What the task requires ▸ Return the line containing "Target: flatbed tow truck bed" and all lines after it exactly; stop at the end of the material.

Supplied data ▸
□ □ □ □ □

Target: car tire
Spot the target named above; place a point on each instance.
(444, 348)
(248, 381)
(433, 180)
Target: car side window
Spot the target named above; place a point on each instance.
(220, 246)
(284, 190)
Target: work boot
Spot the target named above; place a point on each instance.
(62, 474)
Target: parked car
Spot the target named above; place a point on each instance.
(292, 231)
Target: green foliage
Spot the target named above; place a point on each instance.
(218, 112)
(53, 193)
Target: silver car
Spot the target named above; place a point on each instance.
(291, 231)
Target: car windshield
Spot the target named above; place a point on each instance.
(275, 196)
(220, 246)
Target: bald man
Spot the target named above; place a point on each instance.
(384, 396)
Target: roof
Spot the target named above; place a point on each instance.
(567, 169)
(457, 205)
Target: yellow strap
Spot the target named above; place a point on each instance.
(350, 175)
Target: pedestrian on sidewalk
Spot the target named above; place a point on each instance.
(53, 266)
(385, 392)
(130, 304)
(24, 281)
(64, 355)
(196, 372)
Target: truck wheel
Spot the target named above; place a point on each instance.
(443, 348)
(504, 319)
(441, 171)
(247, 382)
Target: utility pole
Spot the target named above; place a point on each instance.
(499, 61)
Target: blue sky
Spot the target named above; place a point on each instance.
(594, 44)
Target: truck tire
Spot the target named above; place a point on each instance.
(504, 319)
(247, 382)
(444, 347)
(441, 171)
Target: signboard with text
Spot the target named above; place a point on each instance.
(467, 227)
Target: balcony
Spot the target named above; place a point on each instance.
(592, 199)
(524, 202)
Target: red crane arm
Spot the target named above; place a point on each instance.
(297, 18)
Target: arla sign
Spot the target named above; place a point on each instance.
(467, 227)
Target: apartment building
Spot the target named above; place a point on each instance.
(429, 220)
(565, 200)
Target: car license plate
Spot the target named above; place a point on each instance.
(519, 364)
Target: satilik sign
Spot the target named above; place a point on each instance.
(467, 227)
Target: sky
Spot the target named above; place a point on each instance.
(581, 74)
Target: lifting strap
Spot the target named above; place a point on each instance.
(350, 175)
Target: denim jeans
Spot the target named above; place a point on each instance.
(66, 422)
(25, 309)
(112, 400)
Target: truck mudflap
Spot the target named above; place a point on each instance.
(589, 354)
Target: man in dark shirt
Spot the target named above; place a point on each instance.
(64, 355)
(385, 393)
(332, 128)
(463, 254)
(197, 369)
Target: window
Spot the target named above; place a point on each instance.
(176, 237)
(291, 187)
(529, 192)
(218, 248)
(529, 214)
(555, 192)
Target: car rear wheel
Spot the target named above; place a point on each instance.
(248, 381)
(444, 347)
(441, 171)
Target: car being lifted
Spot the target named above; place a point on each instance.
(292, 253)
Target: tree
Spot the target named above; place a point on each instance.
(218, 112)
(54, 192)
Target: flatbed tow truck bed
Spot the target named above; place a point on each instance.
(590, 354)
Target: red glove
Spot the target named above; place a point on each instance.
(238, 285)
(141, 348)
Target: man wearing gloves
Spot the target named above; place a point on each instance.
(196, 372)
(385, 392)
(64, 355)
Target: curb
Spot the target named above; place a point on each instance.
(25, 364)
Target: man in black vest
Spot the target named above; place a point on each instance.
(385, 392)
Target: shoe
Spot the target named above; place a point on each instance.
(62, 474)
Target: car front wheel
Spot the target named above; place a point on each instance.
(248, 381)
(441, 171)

□ □ □ □ □

Answer to this exercise ▸
Target: flatbed tow truck bed
Spot the target named above; place a point on each instance.
(590, 354)
Target: red glove
Spot the target named above; place a point on each instance.
(238, 285)
(141, 348)
Target: man wearing gloves
Spot the target named above; place a point on each instance.
(196, 372)
(385, 392)
(64, 355)
Target: curb
Spot the target named above; place a point on each instance.
(25, 364)
Target: man in black vest
Spot the target named above; place a point on each instance.
(385, 392)
Target: shoe
Spot the target named above; place a point on each instance.
(62, 474)
Target: car front wheel
Spot the target named above; place a point on each instance.
(248, 381)
(441, 171)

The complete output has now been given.